▶ **BRIEF 1**
Copy the lines of the data listing below, starting at the line containing "segment coffee table lower shelf" and continuing through the final line of the records. Include both ends.

▶ **SELECTED PASSAGE**
[BEGIN]
Processing Graph Streams
By Matthew Henderson in graph-theory
June 6, 2014
In this post we introduce gvpr a graph stream editor which belongs to the Graphviz software library. As this is our first post about Graphviz and gvpr is, perhaps, not the most obvious place to start we will begin this post with a demonstration of another program from Graphviz, gc. After that we will introduce gvpr and show how gc can be implemented in gvpr.
Our main interest in gvpr is related to last week’s post in which we were faced with the problem of applying a colouring found by Culberson’s colouring programs to a file containing graph data in DOT format. In that post we found an ad-hoc solution based on a Bash script and Sed. The approach we use here, based on gvpr, is much nicer but still might not be the best possible solution.
Counting Components with gc
GNU Coreutils, a collection of programs available on any Linux or Unix-based operating system, contains a program wc which is used to count words, lines, or characters in a document. As an example of using wc, here we calculate the number of lines, words and characters in the man page for wc.
[END]
▶ **Data listing**
[BEGIN]
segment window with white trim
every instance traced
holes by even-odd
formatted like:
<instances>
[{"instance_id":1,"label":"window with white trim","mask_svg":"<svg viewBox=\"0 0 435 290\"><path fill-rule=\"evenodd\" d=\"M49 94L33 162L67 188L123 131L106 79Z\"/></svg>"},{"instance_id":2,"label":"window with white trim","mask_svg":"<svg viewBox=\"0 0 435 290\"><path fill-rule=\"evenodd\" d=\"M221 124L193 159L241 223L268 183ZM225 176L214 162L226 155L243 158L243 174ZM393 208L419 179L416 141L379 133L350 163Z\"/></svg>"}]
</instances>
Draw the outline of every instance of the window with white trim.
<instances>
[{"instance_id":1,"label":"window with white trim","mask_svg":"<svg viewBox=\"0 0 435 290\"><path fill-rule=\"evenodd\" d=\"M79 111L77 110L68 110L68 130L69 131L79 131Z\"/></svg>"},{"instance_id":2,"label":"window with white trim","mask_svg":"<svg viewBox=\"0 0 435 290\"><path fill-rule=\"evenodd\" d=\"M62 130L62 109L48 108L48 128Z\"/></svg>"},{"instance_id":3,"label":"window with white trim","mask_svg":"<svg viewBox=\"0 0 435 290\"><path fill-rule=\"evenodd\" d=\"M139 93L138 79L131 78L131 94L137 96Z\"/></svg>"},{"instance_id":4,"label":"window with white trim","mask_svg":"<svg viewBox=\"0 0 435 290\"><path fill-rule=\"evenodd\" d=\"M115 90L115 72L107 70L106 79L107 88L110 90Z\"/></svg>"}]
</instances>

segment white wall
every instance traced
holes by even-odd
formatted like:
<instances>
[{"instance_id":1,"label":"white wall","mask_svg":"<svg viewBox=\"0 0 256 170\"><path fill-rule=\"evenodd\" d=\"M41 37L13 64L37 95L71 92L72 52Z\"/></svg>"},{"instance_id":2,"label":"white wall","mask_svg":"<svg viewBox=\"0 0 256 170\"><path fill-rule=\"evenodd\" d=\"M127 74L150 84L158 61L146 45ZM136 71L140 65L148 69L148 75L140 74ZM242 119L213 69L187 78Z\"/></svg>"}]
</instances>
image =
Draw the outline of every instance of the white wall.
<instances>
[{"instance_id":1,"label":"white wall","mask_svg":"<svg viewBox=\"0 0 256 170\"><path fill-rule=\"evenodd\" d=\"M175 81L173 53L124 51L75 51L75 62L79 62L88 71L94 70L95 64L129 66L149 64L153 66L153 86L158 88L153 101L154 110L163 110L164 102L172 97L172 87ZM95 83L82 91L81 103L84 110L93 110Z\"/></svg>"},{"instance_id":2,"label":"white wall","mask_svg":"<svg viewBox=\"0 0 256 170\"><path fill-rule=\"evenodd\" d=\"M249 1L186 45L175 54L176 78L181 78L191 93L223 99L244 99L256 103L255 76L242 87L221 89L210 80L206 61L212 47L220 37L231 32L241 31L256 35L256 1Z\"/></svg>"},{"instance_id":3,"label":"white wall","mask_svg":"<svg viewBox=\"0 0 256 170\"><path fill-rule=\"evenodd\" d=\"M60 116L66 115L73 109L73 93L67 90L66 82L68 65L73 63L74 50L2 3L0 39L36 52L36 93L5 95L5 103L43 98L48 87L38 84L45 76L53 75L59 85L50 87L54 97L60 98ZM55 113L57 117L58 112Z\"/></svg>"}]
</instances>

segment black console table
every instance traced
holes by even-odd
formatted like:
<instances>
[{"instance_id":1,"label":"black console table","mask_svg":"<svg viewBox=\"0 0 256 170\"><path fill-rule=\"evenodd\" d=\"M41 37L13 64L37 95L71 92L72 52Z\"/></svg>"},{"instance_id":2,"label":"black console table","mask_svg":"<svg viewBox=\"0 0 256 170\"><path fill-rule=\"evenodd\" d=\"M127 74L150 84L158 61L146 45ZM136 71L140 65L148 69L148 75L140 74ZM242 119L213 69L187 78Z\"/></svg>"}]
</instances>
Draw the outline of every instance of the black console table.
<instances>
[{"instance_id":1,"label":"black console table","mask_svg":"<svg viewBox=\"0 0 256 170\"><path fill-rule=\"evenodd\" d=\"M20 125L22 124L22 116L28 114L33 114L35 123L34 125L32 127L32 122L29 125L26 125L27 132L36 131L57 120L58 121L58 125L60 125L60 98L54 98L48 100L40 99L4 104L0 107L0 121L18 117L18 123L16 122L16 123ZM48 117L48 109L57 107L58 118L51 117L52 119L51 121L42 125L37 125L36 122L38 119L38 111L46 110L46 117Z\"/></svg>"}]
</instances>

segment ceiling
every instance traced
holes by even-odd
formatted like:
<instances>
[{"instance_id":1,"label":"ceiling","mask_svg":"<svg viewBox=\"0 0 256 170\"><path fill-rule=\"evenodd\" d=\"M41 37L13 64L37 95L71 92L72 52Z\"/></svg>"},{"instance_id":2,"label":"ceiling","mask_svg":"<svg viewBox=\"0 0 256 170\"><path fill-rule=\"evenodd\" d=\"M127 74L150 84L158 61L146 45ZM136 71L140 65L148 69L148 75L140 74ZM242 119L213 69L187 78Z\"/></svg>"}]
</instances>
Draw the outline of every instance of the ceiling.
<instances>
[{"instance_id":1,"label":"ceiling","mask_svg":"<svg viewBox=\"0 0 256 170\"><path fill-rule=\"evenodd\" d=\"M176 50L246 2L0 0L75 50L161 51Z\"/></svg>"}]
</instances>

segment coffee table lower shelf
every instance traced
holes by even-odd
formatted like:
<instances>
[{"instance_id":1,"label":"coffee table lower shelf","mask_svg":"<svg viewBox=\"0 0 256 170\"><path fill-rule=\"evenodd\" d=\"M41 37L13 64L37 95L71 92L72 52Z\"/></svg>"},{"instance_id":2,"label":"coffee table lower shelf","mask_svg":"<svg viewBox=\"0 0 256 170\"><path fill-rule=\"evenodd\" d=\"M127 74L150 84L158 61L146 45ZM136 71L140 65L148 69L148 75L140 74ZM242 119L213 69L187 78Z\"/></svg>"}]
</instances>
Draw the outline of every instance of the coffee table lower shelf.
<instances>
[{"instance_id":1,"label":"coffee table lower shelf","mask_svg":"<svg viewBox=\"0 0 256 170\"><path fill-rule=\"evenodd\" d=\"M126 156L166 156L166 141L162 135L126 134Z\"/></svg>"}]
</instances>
[END]
▶ **BRIEF 2**
Answer these questions from the post on processing graph streams:
(a) Which software library does gvpr belong to?
(b) What was last week's ad-hoc solution based on?
(c) What does the program wc count?

▶ **CORRECT RESPONSE 1**
segment coffee table lower shelf
every instance traced
holes by even-odd
formatted like:
<instances>
[{"instance_id":1,"label":"coffee table lower shelf","mask_svg":"<svg viewBox=\"0 0 256 170\"><path fill-rule=\"evenodd\" d=\"M41 37L13 64L37 95L71 92L72 52Z\"/></svg>"},{"instance_id":2,"label":"coffee table lower shelf","mask_svg":"<svg viewBox=\"0 0 256 170\"><path fill-rule=\"evenodd\" d=\"M127 74L150 84L158 61L146 45ZM136 71L140 65L148 69L148 75L140 74ZM242 119L213 69L187 78Z\"/></svg>"}]
</instances>
Draw the outline of every instance of the coffee table lower shelf.
<instances>
[{"instance_id":1,"label":"coffee table lower shelf","mask_svg":"<svg viewBox=\"0 0 256 170\"><path fill-rule=\"evenodd\" d=\"M126 156L166 156L166 141L162 135L126 134Z\"/></svg>"}]
</instances>

▶ **CORRECT RESPONSE 2**
(a) The Graphviz software library.
(b) A Bash script and Sed.
(c) Words, lines, or characters in a document.